Outline annotation records
****

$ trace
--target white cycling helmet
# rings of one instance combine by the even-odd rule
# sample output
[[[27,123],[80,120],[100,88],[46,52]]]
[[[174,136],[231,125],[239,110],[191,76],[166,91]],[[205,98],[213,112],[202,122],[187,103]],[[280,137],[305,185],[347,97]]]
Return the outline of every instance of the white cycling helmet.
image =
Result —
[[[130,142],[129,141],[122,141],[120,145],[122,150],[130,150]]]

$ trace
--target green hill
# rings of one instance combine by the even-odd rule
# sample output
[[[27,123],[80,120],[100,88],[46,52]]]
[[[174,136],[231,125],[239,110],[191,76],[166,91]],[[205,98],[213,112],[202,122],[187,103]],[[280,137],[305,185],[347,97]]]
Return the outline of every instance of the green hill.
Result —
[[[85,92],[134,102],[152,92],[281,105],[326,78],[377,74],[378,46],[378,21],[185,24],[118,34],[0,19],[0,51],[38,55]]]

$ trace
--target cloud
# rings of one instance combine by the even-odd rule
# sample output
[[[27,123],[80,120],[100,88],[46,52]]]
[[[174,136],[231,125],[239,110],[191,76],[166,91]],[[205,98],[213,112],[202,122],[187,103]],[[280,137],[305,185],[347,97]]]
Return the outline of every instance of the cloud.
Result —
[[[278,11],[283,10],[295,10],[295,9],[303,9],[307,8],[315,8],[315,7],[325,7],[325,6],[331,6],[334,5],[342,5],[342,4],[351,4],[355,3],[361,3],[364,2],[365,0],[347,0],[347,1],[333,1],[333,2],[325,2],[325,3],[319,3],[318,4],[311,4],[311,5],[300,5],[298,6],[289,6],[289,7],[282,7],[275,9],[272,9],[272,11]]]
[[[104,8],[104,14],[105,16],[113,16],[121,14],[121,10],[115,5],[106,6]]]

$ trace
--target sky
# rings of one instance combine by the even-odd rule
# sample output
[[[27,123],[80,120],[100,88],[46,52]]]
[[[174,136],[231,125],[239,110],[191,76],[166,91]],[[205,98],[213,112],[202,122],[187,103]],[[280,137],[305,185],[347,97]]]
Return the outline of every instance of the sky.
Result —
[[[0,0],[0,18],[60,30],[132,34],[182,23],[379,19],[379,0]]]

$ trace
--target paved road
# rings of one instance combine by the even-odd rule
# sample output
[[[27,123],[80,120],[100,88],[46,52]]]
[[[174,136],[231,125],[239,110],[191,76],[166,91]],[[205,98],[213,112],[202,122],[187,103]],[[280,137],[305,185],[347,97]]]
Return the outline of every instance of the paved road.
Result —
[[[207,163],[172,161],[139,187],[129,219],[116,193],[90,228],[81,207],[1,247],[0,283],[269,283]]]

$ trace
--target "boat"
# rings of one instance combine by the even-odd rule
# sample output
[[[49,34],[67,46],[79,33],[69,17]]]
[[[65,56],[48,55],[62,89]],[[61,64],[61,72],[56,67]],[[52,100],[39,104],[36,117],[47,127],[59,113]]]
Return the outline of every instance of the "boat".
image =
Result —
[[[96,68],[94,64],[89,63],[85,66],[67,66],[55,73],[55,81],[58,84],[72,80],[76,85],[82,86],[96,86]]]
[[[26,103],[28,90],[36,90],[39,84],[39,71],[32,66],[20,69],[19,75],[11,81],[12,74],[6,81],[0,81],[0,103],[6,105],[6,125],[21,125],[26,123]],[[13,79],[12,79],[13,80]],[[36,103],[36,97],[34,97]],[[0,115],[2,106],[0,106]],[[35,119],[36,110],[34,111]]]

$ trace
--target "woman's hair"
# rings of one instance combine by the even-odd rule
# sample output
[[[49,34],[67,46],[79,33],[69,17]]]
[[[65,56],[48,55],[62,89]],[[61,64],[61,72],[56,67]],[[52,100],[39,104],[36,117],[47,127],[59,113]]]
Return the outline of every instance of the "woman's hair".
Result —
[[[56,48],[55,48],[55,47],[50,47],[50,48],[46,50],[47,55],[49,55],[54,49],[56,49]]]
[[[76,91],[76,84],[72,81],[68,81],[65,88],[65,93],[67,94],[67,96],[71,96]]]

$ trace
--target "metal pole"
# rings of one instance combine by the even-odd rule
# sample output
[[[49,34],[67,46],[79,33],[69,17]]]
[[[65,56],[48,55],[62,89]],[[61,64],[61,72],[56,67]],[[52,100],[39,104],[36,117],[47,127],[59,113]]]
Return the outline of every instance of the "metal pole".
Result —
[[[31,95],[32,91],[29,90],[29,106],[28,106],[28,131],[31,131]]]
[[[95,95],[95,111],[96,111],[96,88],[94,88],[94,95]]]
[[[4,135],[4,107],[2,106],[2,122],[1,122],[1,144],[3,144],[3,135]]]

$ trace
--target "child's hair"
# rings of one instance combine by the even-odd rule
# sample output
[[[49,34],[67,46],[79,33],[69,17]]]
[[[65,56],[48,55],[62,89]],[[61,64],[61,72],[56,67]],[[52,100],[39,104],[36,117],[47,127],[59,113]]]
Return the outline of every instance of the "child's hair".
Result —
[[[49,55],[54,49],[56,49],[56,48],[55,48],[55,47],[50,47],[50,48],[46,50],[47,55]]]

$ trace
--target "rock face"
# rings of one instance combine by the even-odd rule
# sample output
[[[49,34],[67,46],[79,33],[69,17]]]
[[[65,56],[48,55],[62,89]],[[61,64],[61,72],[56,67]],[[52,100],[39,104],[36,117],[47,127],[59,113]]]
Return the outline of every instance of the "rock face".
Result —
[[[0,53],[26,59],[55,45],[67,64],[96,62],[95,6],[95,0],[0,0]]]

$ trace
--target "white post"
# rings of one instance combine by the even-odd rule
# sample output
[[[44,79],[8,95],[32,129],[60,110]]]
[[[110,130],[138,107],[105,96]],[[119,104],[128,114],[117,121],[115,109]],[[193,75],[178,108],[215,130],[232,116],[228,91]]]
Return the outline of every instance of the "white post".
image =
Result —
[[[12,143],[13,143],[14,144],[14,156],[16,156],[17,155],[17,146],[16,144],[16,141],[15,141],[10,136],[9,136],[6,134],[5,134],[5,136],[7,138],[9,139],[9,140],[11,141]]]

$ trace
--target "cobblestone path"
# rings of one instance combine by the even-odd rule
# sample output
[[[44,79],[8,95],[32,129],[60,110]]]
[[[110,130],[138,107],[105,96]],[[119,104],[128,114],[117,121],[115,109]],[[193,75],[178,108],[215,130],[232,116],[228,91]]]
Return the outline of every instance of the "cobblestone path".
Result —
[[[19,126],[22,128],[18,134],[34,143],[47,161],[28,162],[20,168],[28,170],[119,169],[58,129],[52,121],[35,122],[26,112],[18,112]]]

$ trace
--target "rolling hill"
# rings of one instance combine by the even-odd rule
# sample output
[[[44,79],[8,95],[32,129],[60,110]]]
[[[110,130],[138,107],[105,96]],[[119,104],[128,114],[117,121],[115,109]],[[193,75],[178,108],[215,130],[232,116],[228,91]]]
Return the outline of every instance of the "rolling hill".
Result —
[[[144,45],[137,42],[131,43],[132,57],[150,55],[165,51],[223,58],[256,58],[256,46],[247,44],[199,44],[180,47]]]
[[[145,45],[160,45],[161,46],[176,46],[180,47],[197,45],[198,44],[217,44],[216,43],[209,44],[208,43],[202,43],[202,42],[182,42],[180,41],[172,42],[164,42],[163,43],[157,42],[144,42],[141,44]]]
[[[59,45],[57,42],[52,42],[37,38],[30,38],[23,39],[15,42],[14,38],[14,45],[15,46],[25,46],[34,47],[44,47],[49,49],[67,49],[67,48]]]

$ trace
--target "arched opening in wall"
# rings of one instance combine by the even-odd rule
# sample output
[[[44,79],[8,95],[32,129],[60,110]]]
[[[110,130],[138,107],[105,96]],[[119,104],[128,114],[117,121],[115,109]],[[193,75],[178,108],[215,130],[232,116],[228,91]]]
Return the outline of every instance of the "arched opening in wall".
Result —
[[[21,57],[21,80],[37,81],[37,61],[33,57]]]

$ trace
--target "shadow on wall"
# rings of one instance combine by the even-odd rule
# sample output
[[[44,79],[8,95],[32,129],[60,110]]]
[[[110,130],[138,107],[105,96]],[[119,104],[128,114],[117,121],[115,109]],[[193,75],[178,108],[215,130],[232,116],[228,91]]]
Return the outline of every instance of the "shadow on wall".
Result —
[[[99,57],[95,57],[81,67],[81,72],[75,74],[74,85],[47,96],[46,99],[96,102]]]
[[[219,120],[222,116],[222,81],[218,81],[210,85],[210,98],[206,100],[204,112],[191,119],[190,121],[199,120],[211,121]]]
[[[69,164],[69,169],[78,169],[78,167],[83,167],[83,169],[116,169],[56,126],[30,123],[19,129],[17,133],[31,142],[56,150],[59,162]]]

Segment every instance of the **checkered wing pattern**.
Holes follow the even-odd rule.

****

### The task
Put the part of the listing that starts at the line containing "Segment every instance" and runs to the end of the listing into a Markdown table with the columns Row and Line, skipping blank lines.

### Result of the exercise
| Row | Line |
|---|---|
| 1 | Segment every instance of the **checkered wing pattern**. |
| 2 | Holes follow the even-odd rule. |